Requirement: Transcribe the entries below exactly.

+++++

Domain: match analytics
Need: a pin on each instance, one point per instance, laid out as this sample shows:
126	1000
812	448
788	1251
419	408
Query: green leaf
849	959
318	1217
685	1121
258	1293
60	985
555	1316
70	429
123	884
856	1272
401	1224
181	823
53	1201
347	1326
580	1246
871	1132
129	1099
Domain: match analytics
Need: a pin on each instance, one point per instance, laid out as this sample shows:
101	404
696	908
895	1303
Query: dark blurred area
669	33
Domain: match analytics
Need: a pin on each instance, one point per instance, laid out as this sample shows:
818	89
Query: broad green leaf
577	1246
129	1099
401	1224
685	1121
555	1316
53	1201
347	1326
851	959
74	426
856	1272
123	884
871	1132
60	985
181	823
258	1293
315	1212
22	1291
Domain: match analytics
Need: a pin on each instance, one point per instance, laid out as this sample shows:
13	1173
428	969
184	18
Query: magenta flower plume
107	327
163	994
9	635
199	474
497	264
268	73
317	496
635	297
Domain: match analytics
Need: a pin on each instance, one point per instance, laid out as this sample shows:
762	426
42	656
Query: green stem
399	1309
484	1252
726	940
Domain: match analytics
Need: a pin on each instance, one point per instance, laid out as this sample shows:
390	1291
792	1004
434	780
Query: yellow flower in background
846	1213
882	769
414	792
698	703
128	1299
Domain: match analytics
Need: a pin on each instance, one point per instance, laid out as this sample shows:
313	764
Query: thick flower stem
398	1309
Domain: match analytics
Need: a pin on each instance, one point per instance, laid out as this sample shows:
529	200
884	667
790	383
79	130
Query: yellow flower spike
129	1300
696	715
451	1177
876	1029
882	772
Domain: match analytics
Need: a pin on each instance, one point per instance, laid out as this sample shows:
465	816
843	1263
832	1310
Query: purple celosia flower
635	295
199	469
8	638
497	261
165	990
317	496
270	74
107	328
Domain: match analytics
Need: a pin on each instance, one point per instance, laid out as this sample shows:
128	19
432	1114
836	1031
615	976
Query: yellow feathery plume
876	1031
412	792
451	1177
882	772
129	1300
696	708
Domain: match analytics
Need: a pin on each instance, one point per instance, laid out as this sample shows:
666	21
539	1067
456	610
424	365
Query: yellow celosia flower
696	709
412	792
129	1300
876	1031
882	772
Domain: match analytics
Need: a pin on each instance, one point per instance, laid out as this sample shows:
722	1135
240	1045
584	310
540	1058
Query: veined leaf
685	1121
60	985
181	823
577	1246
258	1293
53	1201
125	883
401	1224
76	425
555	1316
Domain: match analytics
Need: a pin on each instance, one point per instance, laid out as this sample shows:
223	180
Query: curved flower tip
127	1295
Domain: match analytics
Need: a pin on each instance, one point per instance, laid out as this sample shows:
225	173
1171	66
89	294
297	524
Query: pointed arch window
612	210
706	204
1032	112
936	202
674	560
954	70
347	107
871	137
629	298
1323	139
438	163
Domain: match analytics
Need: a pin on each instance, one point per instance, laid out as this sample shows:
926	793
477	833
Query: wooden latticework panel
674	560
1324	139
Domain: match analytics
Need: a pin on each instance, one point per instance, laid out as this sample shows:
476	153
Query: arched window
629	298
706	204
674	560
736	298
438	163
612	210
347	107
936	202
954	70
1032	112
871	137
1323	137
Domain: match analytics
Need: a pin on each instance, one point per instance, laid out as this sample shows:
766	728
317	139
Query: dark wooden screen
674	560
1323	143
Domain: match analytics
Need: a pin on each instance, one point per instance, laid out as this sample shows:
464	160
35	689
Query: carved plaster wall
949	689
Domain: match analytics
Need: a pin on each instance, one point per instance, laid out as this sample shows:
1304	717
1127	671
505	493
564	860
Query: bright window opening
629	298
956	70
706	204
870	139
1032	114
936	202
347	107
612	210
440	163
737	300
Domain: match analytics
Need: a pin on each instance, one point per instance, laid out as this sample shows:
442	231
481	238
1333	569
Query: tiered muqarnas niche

+++++

Response to this exercise:
Domain: match analytics
Need: a pin on each instance, one point per instance, laid out as this sample shows:
126	1000
812	448
788	1251
419	408
Query: green leaf
849	959
318	1217
685	1121
258	1293
60	985
555	1316
70	429
123	884
856	1272
401	1224
181	823
53	1201
347	1326
580	1246
871	1132
129	1099
Domain: match analytics
Need: a pin on each instance, one point per instance, laid out as this sample shows:
101	404
696	908
895	1303
Query: dark blurred area
669	33
Domain: match analytics
Need: a pin on each instance, one point per instance, laid out as this sample shows:
818	89
Query: broad green leaf
577	1246
129	1099
401	1224
685	1121
555	1316
53	1201
347	1326
851	959
74	426
856	1272
123	884
871	1132
60	985
181	823
258	1293
315	1212
22	1291
Domain: match analytics
Need: a pin on each instance, one point per instance, laid out as this sample shows:
13	1173
428	969
184	18
Query: magenta flower plume
107	327
163	994
9	635
199	474
497	264
268	73
317	496
635	297
Domain: match analytics
Need: a pin on each instance, one point per instance, laid out as this sample shows:
762	426
42	656
Query: green stem
399	1309
484	1252
726	940
Domain: match analytics
Need: a pin on each instance, one point per instance, laid out as this sample shows:
390	1291
792	1004
434	780
Query: yellow flower in background
846	1213
882	769
414	792
698	703
128	1299
Domain: match analytics
Need: a pin on each instance, one point per instance, laid out as this sample shows:
313	764
Query: thick flower stem
398	1309
Domain: match analytics
Need: a pin on each instance, one point per instance, laid out as this sample shows:
529	200
884	667
790	383
79	130
Query: yellow flower spike
129	1300
696	715
451	1177
876	1029
882	772
Domain: match analytics
Need: a pin on each instance, one point per instance, laid out as this sample shows:
465	816
843	1263
832	1310
Query: purple celosia flower
635	295
199	469
8	638
497	261
165	990
317	496
270	74
107	328
Domain: match analytics
Need: a pin on each instance, one point per instance, laid out as this sample shows:
128	19
432	1114
836	1031
615	976
Query: yellow feathery plume
876	1031
412	792
451	1177
882	772
129	1300
696	708
Domain: match analytics
Need: a pin on each instance, one point per instance, laid out as this sample shows:
666	21
539	1067
456	610
424	365
Query: yellow celosia flower
696	709
412	792
129	1300
876	1031
882	772
Domain: match analytics
Need: a pin on each instance, one point per instance, laid out as this sample shows:
722	1135
240	1045
584	310
540	1058
Query: veined leaf
685	1121
60	985
181	823
577	1246
258	1293
53	1201
125	883
401	1224
76	425
555	1316
Domain: match analytics
Need: a pin on each instance, one point per instance, laid out as this sample shows:
223	180
Query: curved flower tip
127	1295
Domain: match analytics
Need: a pin on each instance, one point per instance, laid out as this sample shows:
225	173
1171	66
89	294
297	524
Query: pointed arch window
612	210
706	204
1032	112
936	202
674	560
954	70
347	107
871	137
629	298
1323	139
438	163
Domain: match analytics
Need: a pin on each instance, one point per instance, laid out as this sample shows:
926	793
477	833
Query: wooden latticework panel
674	560
1324	139
Domain: match analytics
Need: a pin on each instance, one point per instance, laid out as this sample shows:
476	153
Query: arched window
629	298
706	204
674	560
736	298
438	163
612	210
347	107
936	202
954	70
1032	112
871	137
1323	137
Domain: match analytics
Need: a pin on each instance, one point per instance, laid out as this sample shows:
766	728
317	139
Query: dark wooden screen
674	560
1323	143
Domain: match analytics
Need: a pin on each instance, one point per instance, laid out as this sample shows:
464	160
35	689
Query: carved plaster wall
949	689
Domain: match analytics
Need: a pin on each instance, one point per instance, laid out as this sample shows:
1304	717
1127	671
505	493
564	860
Query: bright window opening
629	298
956	70
706	204
870	139
1032	114
936	202
347	107
612	210
440	163
737	300
Domain: match analytics
Need: a pin on each instance, one point per instance, laid out as this sample shows:
442	231
481	238
1333	569
Query: tiered muqarnas niche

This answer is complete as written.